* PROBLEM TO SOLVE
Collect each line from the items below that contains the string "curtain". Case counts.

○ ○ ○ ○

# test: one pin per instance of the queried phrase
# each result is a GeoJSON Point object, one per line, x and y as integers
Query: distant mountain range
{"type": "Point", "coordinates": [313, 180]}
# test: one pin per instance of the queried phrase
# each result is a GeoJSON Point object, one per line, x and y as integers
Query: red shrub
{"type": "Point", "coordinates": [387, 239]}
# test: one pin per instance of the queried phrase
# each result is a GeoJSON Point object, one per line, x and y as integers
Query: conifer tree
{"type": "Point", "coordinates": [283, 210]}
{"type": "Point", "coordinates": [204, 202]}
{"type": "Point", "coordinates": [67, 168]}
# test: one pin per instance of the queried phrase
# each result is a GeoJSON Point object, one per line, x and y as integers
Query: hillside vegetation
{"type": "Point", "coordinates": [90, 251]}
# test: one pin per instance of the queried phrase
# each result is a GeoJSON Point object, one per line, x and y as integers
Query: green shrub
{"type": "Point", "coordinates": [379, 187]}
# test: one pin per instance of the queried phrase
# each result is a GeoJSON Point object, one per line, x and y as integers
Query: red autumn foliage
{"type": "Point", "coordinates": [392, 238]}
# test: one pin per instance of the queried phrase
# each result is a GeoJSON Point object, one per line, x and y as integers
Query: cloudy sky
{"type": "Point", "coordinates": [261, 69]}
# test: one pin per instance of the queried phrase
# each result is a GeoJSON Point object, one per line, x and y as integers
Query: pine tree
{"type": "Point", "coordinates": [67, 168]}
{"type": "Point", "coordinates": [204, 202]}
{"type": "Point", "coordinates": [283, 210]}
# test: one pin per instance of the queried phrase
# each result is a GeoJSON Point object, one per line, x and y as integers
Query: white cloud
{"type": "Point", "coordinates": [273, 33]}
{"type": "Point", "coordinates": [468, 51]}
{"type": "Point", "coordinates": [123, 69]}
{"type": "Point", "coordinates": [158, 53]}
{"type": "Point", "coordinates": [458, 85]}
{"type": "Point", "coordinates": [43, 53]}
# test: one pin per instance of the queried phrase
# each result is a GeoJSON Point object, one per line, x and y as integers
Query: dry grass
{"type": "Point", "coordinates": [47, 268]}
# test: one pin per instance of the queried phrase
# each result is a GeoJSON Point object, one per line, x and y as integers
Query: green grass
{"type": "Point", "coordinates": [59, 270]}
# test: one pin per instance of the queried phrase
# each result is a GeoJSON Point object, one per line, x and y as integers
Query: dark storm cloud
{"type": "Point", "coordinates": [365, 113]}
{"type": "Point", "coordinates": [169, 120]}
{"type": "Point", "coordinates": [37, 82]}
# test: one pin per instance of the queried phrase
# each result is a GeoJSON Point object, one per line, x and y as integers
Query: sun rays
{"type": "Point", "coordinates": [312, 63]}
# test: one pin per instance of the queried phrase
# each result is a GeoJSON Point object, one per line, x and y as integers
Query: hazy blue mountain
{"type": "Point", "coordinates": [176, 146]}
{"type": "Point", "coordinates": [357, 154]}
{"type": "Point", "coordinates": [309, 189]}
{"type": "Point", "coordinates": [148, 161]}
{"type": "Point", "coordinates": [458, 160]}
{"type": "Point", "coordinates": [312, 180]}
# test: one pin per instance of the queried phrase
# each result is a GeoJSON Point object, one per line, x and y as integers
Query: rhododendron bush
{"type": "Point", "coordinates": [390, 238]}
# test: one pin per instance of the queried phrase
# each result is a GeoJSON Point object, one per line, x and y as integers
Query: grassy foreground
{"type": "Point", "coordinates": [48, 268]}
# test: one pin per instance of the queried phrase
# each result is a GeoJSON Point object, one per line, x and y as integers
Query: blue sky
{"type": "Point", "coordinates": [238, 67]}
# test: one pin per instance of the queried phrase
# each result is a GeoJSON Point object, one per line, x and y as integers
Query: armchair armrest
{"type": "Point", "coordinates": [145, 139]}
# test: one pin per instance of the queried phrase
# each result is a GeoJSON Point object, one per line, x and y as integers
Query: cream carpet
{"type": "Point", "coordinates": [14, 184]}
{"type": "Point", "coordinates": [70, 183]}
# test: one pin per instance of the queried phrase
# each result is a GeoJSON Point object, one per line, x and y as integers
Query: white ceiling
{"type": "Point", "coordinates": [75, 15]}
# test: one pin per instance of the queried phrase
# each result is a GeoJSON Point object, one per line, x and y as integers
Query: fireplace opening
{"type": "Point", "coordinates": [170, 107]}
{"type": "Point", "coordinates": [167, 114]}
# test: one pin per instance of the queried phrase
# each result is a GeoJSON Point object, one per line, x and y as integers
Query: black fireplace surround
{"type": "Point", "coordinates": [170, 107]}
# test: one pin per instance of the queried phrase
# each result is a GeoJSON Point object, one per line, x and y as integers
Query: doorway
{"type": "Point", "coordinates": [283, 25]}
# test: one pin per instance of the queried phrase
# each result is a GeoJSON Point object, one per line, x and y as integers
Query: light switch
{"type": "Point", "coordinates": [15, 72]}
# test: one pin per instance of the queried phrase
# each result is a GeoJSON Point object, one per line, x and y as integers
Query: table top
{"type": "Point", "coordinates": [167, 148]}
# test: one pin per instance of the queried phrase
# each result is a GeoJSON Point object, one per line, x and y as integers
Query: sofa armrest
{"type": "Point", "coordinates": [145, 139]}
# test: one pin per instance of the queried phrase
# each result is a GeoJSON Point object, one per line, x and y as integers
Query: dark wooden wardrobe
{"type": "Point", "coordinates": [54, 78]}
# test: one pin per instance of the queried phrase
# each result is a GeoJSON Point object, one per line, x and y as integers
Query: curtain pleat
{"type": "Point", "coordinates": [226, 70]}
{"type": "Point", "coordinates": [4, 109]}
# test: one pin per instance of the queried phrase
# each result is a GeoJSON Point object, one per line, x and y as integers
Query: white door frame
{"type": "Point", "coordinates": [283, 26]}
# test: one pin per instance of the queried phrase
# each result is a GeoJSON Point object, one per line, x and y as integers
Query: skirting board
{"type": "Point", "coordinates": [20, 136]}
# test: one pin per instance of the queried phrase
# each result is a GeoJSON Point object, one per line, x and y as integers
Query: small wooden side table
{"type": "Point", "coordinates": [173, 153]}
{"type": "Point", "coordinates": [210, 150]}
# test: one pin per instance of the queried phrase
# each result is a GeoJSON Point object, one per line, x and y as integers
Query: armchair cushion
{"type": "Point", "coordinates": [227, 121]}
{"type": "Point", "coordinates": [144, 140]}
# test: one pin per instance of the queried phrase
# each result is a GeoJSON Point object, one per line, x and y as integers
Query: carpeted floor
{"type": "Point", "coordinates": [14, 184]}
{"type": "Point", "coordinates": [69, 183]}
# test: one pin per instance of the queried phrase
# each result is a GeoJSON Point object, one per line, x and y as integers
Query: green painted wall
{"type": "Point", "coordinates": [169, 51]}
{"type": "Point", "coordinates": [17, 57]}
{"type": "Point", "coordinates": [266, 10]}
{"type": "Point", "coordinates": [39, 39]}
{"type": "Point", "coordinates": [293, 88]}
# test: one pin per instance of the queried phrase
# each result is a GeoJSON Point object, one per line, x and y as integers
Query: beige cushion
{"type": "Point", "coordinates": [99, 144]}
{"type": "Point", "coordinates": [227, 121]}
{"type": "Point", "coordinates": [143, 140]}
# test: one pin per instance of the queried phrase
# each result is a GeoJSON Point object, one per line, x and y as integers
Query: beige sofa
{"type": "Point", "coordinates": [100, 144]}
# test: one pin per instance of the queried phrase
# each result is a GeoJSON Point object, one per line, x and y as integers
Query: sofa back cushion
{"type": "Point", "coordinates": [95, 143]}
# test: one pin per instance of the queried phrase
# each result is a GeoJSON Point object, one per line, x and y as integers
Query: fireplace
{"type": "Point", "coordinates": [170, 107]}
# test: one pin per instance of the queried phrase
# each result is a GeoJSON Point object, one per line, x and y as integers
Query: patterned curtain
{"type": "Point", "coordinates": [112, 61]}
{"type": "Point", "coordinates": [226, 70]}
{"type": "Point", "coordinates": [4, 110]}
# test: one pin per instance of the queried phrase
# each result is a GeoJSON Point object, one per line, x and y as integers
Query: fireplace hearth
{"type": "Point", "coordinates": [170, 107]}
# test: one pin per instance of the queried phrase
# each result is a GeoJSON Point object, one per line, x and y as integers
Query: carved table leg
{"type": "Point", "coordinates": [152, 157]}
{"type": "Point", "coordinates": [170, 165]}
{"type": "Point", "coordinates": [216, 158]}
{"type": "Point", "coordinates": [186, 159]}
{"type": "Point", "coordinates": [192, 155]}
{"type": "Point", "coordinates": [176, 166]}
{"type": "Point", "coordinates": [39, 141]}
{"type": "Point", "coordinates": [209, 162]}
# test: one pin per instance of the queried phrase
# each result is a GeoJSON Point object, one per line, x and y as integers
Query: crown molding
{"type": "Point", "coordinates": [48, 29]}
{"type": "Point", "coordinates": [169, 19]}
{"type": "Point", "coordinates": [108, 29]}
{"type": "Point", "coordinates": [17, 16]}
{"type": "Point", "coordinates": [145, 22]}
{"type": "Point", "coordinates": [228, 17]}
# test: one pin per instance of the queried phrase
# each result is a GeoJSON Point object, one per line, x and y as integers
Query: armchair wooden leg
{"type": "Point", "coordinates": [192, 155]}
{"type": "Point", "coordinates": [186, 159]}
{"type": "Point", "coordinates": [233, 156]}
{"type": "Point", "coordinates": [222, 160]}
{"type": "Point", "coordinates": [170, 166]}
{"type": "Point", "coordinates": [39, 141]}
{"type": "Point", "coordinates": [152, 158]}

○ ○ ○ ○

* ANSWER TO THIS PROBLEM
Query: curtain pleat
Query: patterned curtain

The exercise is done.